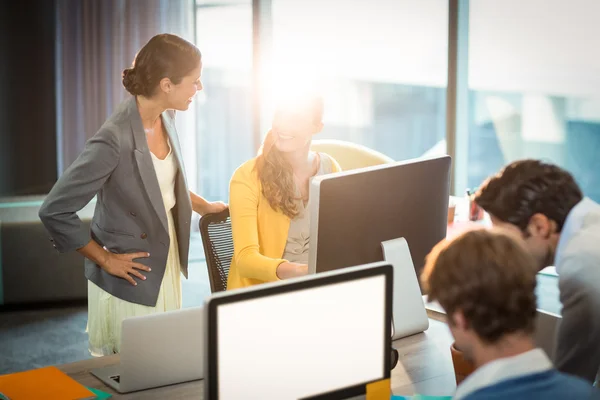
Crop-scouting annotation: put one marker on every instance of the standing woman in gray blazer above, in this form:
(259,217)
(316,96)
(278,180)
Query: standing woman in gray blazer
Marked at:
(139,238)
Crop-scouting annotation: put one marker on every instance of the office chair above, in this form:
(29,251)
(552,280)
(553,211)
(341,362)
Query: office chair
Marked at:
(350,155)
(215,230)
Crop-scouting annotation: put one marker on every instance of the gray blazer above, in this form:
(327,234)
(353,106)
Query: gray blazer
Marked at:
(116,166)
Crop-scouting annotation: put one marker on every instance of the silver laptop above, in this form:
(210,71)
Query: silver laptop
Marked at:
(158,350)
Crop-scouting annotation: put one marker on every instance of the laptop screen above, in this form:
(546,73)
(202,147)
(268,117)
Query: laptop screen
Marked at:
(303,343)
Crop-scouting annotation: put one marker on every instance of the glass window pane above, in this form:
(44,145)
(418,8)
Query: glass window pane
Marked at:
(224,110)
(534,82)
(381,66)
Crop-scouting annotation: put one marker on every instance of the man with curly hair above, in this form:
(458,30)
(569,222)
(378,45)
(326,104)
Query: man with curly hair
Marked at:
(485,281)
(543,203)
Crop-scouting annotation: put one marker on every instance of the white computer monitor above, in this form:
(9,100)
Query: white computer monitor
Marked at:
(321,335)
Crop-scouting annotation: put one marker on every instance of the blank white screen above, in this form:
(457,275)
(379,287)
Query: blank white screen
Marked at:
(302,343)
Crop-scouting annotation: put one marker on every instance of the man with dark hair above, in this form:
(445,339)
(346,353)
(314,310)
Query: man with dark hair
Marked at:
┄┄┄┄┄┄┄┄┄┄┄┄┄┄┄┄┄┄┄┄
Set out every record exactly, images excluded.

REPLY TO THE TASK:
Crop-scouting annotation: put one marker on every instance of the standing woman in gray blazer above, in this form:
(259,217)
(316,96)
(278,180)
Query: standing woman in gray blazer
Marked at:
(139,238)
Crop-scouting annotation: put one marker on every instance of the office chair above, in this form:
(29,251)
(552,280)
(553,211)
(341,362)
Query: office chair
Marked at:
(350,155)
(215,230)
Crop-scouting annotation: put one marker on every instance of the gray blazer above, in this form:
(327,234)
(353,106)
Query: gray blazer
Marked at:
(116,166)
Crop-scouting annotation: put one marker on every instance of the silver laptop above, in this form:
(210,71)
Query: silver laptop
Marked at:
(158,350)
Crop-scouting annotation: put one marker on every instance of the laptop screen above, in this form:
(546,73)
(202,147)
(268,117)
Query: laptop screen
Marked at:
(303,343)
Crop-scouting annotation: put one marker on every instance of the glass window pane above, in this form:
(44,145)
(418,8)
Query: glass window pane
Marked at:
(224,110)
(534,82)
(381,66)
Crop-scouting annotation: put one marker on every instance of the man with curly hair above, in this form:
(458,30)
(569,222)
(378,45)
(326,104)
Query: man with curly hair
Marked at:
(485,281)
(543,203)
Crop-scouting annotation: put one marker on every instance of the white computer monitor above, in this form:
(9,100)
Query: white computer monitor
Marked at:
(321,335)
Crop-scouting annotation: put one marker on every instance of the blank white screen above, in this form:
(457,275)
(379,287)
Query: blank white screen
Marked at:
(302,343)
Crop-scouting annotation: put one marker on every instance of the man with dark hair above, in this form:
(445,339)
(346,353)
(314,310)
Query: man with dark hair
Marked at:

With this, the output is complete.